# Problem details
Return the entries below word for word. Begin at their first line and stop after the line that contains "[78,393,129,413]", keeping both of those lines.

# Provided data
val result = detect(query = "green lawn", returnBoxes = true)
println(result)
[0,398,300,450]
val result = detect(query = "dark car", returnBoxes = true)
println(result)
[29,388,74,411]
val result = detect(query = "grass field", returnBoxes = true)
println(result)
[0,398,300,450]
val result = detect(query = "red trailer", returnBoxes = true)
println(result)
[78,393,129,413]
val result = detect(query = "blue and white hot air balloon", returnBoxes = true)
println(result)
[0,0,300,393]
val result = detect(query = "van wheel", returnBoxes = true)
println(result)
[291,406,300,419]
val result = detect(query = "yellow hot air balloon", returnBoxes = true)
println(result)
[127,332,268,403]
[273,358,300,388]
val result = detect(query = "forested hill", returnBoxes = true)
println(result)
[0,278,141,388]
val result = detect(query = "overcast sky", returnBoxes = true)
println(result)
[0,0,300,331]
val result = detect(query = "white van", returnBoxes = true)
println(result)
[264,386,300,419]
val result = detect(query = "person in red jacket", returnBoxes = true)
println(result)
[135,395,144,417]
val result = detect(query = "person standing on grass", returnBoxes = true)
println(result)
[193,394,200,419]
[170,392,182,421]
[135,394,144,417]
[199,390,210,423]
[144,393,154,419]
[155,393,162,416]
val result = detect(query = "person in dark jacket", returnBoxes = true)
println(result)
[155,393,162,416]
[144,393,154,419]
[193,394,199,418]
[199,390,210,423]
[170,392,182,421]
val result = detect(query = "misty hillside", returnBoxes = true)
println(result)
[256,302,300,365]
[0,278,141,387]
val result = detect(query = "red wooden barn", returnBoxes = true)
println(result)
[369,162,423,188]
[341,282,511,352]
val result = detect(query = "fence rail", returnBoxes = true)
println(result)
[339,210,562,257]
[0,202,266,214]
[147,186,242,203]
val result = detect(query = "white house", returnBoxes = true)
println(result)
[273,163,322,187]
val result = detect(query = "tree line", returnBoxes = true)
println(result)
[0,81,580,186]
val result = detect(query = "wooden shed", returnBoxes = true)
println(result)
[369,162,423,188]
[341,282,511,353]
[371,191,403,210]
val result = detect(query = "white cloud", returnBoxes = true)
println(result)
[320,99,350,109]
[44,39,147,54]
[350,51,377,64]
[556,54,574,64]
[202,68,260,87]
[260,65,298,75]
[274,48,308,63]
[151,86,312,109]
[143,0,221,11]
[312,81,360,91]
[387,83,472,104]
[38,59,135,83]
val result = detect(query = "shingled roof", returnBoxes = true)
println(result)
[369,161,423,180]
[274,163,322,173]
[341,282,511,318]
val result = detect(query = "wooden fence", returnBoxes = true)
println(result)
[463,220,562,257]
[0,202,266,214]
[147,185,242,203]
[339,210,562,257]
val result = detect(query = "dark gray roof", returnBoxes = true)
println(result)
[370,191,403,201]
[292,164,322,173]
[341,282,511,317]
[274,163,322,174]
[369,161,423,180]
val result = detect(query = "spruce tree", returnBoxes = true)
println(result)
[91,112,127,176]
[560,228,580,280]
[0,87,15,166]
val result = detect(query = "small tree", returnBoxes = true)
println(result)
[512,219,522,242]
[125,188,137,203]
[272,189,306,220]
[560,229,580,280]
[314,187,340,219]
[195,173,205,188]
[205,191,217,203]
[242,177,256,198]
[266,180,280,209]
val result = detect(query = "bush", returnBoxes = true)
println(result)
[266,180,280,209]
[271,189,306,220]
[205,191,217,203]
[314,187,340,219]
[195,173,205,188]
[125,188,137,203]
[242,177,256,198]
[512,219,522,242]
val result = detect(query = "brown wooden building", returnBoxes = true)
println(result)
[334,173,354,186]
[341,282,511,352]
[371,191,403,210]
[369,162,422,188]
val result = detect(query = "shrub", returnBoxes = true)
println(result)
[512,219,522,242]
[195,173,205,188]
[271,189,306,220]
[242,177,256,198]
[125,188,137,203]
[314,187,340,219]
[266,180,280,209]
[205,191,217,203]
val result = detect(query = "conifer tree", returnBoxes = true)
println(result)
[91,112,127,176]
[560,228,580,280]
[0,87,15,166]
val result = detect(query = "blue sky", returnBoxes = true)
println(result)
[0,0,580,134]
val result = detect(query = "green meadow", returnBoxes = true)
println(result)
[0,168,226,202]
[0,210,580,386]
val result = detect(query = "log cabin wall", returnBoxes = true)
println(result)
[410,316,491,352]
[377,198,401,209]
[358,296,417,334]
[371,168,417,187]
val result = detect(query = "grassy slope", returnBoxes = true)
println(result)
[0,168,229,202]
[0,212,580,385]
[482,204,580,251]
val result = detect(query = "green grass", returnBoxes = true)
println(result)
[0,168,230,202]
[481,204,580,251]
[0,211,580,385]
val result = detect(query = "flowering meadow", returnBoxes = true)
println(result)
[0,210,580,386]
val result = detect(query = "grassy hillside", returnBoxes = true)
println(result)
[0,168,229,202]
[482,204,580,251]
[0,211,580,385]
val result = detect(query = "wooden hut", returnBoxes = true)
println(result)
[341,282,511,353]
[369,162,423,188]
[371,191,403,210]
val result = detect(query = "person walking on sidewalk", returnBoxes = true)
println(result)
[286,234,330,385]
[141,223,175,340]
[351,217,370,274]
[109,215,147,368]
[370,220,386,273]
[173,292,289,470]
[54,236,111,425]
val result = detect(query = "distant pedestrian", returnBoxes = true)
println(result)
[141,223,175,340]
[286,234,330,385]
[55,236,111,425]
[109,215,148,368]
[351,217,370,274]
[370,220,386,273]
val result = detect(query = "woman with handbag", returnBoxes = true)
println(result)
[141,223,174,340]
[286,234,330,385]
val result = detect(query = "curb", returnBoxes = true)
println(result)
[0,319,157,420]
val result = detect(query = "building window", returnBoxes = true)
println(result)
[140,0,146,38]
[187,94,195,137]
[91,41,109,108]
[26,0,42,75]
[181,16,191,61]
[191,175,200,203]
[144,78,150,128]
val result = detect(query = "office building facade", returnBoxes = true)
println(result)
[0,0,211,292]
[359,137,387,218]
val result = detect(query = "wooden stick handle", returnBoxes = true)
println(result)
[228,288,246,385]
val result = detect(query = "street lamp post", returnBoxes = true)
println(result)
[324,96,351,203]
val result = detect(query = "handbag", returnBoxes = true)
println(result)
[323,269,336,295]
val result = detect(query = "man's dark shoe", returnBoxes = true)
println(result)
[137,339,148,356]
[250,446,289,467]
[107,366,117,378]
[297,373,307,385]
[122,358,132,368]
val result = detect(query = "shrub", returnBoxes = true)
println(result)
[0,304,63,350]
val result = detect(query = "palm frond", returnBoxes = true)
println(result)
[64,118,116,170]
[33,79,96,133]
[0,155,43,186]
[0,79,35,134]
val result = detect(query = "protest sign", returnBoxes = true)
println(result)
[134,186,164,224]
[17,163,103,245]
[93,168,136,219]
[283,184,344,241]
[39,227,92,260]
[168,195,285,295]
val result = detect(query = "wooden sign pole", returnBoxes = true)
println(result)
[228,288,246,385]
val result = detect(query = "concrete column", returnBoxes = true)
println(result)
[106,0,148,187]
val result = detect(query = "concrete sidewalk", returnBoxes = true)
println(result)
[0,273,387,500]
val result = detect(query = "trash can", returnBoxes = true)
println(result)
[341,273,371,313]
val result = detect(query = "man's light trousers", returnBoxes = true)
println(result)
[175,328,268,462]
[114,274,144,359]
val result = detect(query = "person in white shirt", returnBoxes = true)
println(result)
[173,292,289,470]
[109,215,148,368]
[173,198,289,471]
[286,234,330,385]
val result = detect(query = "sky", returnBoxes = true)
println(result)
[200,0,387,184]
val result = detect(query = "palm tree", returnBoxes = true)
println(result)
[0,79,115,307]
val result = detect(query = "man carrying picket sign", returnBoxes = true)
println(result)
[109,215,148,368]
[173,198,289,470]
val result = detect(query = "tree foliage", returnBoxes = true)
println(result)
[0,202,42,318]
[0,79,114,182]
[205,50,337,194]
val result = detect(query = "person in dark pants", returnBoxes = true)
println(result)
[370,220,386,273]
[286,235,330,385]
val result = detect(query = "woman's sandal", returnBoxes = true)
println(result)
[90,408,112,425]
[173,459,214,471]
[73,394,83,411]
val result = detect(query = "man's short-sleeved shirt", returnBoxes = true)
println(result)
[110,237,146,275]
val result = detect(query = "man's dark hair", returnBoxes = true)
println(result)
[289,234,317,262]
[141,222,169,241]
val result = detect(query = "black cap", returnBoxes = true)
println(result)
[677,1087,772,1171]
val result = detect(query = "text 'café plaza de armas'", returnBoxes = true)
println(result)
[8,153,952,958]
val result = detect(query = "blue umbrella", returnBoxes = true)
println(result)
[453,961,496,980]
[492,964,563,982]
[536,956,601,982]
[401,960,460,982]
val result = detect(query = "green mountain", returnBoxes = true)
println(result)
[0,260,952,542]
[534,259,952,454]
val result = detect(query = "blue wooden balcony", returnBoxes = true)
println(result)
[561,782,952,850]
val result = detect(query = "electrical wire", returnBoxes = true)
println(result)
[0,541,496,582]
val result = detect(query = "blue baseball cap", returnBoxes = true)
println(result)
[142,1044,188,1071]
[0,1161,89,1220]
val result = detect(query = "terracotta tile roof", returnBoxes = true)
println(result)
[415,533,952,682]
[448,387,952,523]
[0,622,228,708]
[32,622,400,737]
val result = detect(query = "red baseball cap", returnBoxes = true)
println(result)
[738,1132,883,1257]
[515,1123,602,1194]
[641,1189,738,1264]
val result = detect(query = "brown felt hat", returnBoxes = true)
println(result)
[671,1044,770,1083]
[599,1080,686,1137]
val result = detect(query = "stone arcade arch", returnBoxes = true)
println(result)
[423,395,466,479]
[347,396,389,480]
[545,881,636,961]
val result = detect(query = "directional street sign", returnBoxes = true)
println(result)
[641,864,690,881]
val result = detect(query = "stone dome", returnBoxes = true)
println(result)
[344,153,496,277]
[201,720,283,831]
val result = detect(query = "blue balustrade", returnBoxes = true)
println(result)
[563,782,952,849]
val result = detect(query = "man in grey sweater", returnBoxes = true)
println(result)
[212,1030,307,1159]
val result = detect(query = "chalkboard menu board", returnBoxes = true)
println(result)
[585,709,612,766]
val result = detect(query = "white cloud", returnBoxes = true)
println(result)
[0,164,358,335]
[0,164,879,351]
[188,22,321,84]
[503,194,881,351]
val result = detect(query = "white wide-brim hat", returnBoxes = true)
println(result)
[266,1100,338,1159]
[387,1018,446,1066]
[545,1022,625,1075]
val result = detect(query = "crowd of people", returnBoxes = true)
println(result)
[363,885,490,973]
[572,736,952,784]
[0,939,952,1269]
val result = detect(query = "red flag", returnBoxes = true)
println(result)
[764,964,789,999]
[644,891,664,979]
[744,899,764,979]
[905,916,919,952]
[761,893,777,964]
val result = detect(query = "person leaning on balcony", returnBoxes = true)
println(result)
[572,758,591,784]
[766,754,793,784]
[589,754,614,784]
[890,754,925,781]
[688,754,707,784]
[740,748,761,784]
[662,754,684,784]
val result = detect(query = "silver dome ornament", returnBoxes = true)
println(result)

# Worked solution
val result = detect(query = "green lawn", returnBoxes = true)
println(result)
[0,398,300,450]
val result = detect(query = "dark car", returnBoxes = true)
println(result)
[29,388,74,411]
val result = detect(query = "grass field", returnBoxes = true)
println(result)
[0,398,300,450]
val result = detect(query = "red trailer", returnBoxes = true)
println(result)
[78,393,129,413]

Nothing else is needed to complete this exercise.